## Begin PAGE TEXT

SEO today: One year after Google’s JavaScript update

It’s now been a year since Google’s October 27, 2014 blog post Updating our technical Webmaster Guidelines.  That quietly-launched blog post notified the world that the Googlebot now indexes JavaScript, and marked a significant development in the state of SEO. This blog post is part of an on-going series about SEO. To read all the blogs in this series, click here.

JavaScript has never been more integral to the functioning of the modern-day web and ecommerce in particular, so this change enhances search in line with today’s browsers and user experience.

Bazaarvoice’s experience and research over the past year have revealed some fundamental guidelines that will help you and your team better navigate the technical aspects of SEO as the industry is, in its current, transitional state.

Consider these guidelines in today’s world of the JavaScript-crawling Googlebot:

  1. View Source is obsolete – mostly

    Since the beginning of SEO time, about 1995, SEO professionals have agreed on a simple principle: search engines only read what’s visible in View Source. But because the world’s number-one search engine now crawls a more complete version of web pages, we have to look beyond View Source to newer methods.

    To properly understand how search engines see our web pages, we must evaluate and audit two versions of our source code: View Source HTML and Rendered HTML (Inspect Element). For more details, stay tuned for my next blog SEO Tricks: How to Audit Code Using Inspect Element. Without auditing both versions, we don’t get a complete picture of the content or markup hierarchy that we are presenting to search engines.

## End PAGE TEXT
## Begin ENTRIES PROVIDED

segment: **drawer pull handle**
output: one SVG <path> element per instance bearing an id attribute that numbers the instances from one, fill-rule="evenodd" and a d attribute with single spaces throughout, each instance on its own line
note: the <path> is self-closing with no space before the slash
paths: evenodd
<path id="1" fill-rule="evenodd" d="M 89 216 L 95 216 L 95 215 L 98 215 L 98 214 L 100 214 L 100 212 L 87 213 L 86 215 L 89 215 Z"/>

## End ENTRIES PROVIDED

• WHAT TO WORK ON:
A. In the SEO article, rewrite the paragraph beginning "To properly understand how search engines see" as a short bulleted list that keeps its main facts.
B. Name every company and every web crawler that the SEO article mentions.
C. Write the next part of the SEO article, picking up after its final sentence.

• ANSWERS TO THE EXERCISE:
A.
- To see web pages as search engines do, audit two versions of the source code: View Source HTML and Rendered HTML (Inspect Element).
- More detail is coming in the next blog, SEO Tricks: How to Audit Code Using Inspect Element.
- Without auditing both versions, you miss part of the content and markup hierarchy presented to search engines.

B.
- Google (company)
- Bazaarvoice (company)
- Googlebot (web crawler)

C.
  1. There is a timeout and some content will be missed – sometimes

    Search engine bots, such as Googlebot, must run efficiently – they can’t wait around forever for pages to load. Therefore, it is very important to consider how timing affects a search engine’s ability to crawl and index your website. One specific aspect of timing is especially relevant as we seek to understand the JavaScript-enabled Googlebot – all evidence indicates that it has a timeout.  We do not yet know exactly how much time Google allows, or the factors that affect how much time is allotted, but evidence clearly supports that a timeout exists. Therefore, JavaScript-powered edits and additions must load quickly to be picked up by the Googlebot.

  1. Assume that Googlebot will not scroll or interact

    Many websites have experimented with lazy-loading (aka: infinite-scrolling, scroll-loading, progressive-loading) techniques over the past couple years. While techniques that load content as you scroll down the page provide a user experience attractive to consumers, and will often result in better initial performance statistics, they may have a negative impact on SEO.  When auditing code using the Inspect Element method, load the page and do not interact or scroll.  Assume that Google will only load the content that is visible in the initial, pre-interaction state of the page.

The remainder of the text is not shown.